> Text provided:

Stafstrom, Joel P.
Ph.D. (Doctor of Philosophy)
Department of Biological Sciences
G proteins; Plant genetics
GTP-binding proteins, or G-proteins, are an ancient family that evolved to carry out many crucial cell functions. The developmentally regulated G-proteins, or DRGs, are a highly conserved family of G-proteins. Two Drg genes, Drg1 and Drg2, are found in all sequenced eukaryotes and one Drg is found in archaea. The fully sequenced Arabidopsis genome contains a third family member, Drg3. DRG proteins are not found in eubacteria, but the closely related Obg proteins are present. Despite high conservation in eukaryotes, little is known about the physiological functions of DRGs. Expression data in Arabidopsis suggests that AtDrg1 and AtDrg2 mRNAs are constitutively present in most tissues while AtDrg3 message is mostly repressed. One condition that upregulates AtDrg3 mRNA is heat stress. Analysis of knockout mutants in AtDrg1 and AtDrg2 indicates they are not essential under normal growth conditions. An important aspect of any protein's function is its location within a cell and whether this location changes in response to a changing environment. A substantial amount of research on the highly related Obgs indicates that they are ribosome associated and interact with stress response factors. Previously, the ability of DRGs to bind GTP nucleotides had been shown only for two animal DRG1 proteins. Here, GTP binding properties of plant DRG1 was confirmed and, for the first time in any system, this physical property was verified for DRG2. In this study multiple biochemical assays were used to demonstrate that plant DRG1 and DRG2 associate with ribosomes. In vivo localization of GFP:DRG fusion proteins in transgenic Arabidopsis was achieved using confocal microscopy. Under normal growth conditions, both DRG1 and DRG2 localize to the cytoplasm, and some DRG1 occurs in nuclei. Under heat stress conditions, in vivo GFP localization indicated that DRG1 and DRG2 participate in "stress granule" formation. This function was confirmed in biochemical assays using pea tissue. The stress granule response is thought to preserve specific mRNAs and 48S pre-initiation complexes during stress conditions and is nearly universal in eukaryotic cells. DRG participation in this crucial stress response mechanism provides an explanation for their ubiquity and high level of evolutionary conservation.
Nelson, Benjamin John, "Subcellular localization of DRG family proteins" (2008). Graduate Research Theses & Dissertations. 5128.

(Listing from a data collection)
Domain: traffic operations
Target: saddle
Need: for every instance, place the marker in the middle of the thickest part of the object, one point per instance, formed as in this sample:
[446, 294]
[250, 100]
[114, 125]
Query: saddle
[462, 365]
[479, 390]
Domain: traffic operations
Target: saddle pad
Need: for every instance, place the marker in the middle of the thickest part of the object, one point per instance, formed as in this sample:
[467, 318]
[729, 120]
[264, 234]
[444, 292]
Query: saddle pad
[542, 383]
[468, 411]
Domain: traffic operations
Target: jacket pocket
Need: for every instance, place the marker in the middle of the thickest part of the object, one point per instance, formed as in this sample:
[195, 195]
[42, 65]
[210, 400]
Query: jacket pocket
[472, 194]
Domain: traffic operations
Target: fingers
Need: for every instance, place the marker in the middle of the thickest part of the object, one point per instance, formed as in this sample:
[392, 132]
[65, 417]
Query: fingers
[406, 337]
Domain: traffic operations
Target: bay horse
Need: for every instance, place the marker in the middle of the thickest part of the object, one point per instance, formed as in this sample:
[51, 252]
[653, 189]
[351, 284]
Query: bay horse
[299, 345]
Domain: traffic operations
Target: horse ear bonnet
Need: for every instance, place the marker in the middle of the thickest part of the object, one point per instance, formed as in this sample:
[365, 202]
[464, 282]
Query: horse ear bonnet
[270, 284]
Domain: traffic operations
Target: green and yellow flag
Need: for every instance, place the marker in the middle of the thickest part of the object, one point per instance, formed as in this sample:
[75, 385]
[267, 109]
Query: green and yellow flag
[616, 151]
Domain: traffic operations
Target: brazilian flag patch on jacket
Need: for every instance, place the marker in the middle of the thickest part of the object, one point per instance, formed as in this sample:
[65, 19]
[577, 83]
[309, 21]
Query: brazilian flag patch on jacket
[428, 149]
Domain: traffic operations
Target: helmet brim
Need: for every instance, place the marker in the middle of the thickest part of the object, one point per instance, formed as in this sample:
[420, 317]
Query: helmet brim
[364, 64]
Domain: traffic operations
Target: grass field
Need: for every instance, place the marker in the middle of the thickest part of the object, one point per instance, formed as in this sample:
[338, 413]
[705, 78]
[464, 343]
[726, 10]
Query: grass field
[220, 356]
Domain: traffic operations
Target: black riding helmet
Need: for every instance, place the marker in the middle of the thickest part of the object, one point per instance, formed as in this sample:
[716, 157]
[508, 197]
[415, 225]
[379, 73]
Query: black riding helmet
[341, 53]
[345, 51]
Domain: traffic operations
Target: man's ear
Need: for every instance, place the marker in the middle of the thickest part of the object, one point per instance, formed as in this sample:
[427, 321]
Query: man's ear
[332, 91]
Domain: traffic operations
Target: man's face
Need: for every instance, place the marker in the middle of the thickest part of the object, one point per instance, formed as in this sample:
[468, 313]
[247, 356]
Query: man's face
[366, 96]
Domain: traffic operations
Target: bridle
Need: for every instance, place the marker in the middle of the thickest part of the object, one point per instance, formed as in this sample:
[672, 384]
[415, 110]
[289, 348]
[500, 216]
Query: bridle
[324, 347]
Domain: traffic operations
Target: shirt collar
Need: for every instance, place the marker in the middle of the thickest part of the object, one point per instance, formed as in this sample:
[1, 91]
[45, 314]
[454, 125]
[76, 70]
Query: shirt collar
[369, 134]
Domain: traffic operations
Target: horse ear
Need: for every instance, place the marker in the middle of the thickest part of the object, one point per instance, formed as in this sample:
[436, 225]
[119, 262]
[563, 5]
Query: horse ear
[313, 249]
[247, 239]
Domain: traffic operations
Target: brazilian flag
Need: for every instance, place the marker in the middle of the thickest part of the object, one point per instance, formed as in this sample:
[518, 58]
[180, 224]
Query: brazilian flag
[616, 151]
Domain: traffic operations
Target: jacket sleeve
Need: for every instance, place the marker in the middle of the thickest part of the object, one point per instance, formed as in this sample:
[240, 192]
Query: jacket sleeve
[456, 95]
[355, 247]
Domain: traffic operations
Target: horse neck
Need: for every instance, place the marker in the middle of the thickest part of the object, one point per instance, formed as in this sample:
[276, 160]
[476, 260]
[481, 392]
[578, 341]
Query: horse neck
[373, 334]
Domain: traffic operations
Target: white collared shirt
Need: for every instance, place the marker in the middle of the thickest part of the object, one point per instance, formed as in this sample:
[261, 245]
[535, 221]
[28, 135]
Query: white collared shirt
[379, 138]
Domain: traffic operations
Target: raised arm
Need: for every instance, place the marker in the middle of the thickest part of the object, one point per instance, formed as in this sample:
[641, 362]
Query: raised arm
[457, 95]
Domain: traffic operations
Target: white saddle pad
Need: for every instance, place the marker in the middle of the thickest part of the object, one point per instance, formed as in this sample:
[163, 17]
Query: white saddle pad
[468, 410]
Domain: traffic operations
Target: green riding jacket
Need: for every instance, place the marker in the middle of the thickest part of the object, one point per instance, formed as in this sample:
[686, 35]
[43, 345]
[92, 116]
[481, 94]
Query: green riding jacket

> Problems to work on:
[a] Answer these from the abstract on DRG proteins:
(i) Which third Drg family member does the fully sequenced Arabidopsis genome contain?
(ii) What condition upregulates AtDrg3 mRNA?
(iii) What technique was used to achieve in vivo localization of GFP:DRG fusion proteins in transgenic Arabidopsis?
[b] Does each statement agree with the abstract on DRG proteins? Answer yes or no, and quote the words that decide it.
(i) DRG proteins are found in eubacteria.
(ii) Knockout mutants show that AtDrg1 and AtDrg2 are essential under normal growth conditions.
(iii) Under normal growth conditions, some DRG1 occurs in nuclei.
[c] How would you sum up the abstract on DRG proteins in two sentences?
The listing is not needed here.

> Answers to the problems:
[a]
(i) Drg3
(ii) Heat stress
(iii) Confocal microscopy

[b]
(i) No: "DRG proteins are not found in eubacteria, but the closely related Obg proteins are present."
(ii) No: "Analysis of knockout mutants in AtDrg1 and AtDrg2 indicates they are not essential under normal growth conditions."
(iii) Yes: "Under normal growth conditions, both DRG1 and DRG2 localize to the cytoplasm, and some DRG1 occurs in nuclei."

[c] DRGs are a highly conserved family of G-proteins whose physiological functions are little known, and this study confirmed that plant DRG1 and DRG2 bind GTP and associate with ribosomes. Under heat stress, DRG1 and DRG2 participate in stress granule formation, a nearly universal response in eukaryotic cells that provides an explanation for their ubiquity and high level of evolutionary conservation.